* **Directions**
Copy every one of the lines below word for word, leaving out the pictures.
--------------------------------
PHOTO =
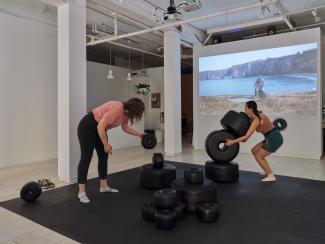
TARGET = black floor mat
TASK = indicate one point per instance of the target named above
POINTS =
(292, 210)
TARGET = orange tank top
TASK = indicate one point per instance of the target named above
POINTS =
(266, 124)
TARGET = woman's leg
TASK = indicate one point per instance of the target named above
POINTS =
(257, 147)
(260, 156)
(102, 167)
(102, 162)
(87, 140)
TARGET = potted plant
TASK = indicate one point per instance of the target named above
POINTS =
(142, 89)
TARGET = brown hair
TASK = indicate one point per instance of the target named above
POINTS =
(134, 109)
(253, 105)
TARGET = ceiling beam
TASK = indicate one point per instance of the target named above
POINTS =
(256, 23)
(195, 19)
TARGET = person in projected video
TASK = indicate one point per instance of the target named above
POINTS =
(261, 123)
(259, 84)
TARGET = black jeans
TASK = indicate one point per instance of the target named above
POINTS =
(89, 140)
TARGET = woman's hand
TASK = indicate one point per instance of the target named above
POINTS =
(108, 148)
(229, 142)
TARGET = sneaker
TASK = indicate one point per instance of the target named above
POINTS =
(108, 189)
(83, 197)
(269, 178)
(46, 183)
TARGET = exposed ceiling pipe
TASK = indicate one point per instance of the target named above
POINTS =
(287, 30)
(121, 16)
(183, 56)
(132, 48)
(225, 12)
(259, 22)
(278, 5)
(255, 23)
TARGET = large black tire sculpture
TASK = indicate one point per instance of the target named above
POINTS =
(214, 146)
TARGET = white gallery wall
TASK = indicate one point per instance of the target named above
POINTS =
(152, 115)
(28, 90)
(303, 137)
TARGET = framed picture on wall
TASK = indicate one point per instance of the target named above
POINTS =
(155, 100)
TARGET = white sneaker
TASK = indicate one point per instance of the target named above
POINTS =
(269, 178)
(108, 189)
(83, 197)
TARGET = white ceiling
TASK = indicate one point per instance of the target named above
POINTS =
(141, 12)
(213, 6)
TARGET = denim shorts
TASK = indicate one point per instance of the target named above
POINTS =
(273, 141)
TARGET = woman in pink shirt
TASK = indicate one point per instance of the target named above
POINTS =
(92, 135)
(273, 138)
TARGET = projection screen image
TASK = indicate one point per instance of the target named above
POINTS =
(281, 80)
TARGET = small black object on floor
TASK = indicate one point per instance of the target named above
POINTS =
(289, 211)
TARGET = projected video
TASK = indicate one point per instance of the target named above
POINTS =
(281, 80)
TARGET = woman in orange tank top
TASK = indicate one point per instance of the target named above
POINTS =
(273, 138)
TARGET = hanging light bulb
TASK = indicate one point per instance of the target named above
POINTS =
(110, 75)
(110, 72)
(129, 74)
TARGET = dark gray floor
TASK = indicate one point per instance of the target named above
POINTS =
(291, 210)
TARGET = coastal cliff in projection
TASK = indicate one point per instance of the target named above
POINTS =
--------------------------------
* **Reply to the exercise**
PHOTO =
TARGET = black floor mat
TASK = indicate one point per instance of the target named above
POINTS =
(292, 210)
TARGET = orange tank top
TASK = indicate one point per instance of the target named above
POINTS =
(266, 124)
TARGET = woman's leg
TASK = indicate one point per instance of the target named above
POINTS =
(257, 147)
(260, 156)
(102, 167)
(102, 162)
(87, 140)
TARGET = potted plant
TASK = indicate one point per instance of the target named above
POINTS =
(142, 89)
TARGET = brown hair
TASK = indicate one point per instance of the target named above
POINTS =
(134, 109)
(253, 105)
TARGET = ceiling beam
TASK = indicate one point per instance of the target named above
POINTS =
(256, 23)
(195, 19)
TARGET = person in projected video
TASK = indicate one point per instance of the target named above
POINTS =
(261, 123)
(259, 84)
TARGET = black jeans
TASK = indicate one point per instance of the target named above
POINTS =
(89, 140)
TARGET = woman's hand
TASK = indicate one point per instance of the target named above
POINTS =
(108, 148)
(229, 142)
TARGET = sneaker
TASK = indicate one point per instance of the target named above
POINTS =
(108, 189)
(83, 197)
(269, 178)
(46, 183)
TARGET = exposed ceiling pipe
TASK = indicate one point per instance of the target named above
POINTS =
(287, 30)
(121, 16)
(183, 56)
(132, 48)
(225, 12)
(259, 22)
(278, 5)
(255, 23)
TARGET = large black tire sculpture
TASK = indicate one point per instance of the target named above
POINTS =
(214, 146)
TARGET = white gallery wall
TASK = indicate one point per instance of the target named above
POINTS =
(152, 115)
(28, 90)
(303, 137)
TARGET = framed picture on wall
TASK = indicate one point per instance of the target named above
POINTS =
(155, 100)
TARGET = white sneaker
TASK = indicate one point per instance of the target named above
POINTS =
(269, 178)
(108, 189)
(83, 197)
TARGET = white ceiling
TASK = indicate one point per instance of the target named above
POINTS =
(141, 12)
(213, 6)
TARGET = denim shorts
TASK = indicate one point per instance of the target named above
POINTS =
(273, 141)
TARGET = woman in pink shirt
TASK = indicate one point per instance of the target named above
POINTS =
(92, 135)
(273, 138)
TARGET = projection screen image
TASK = indicate one point per instance of the target named above
POINTS =
(281, 80)
TARGET = small black object on floor
TASK = indicate one point per instance of the target named above
POINTS =
(289, 211)
TARGET = projected video
TASK = indicate one point per instance of the target named above
POINTS =
(281, 80)
TARGET = woman in orange tank top
TASK = indicate one point per instance of the target named above
POINTS =
(273, 138)
TARGET = hanging light bulb
TASK = indicate one point per instance of the target named above
POINTS =
(110, 75)
(110, 72)
(129, 74)
TARGET = dark gray floor
TASK = indicate one point per instance of the target named above
POINTS =
(291, 210)
TARGET = coastal cliff in projection
TASK = indicate one point per instance of the target named above
POINTS =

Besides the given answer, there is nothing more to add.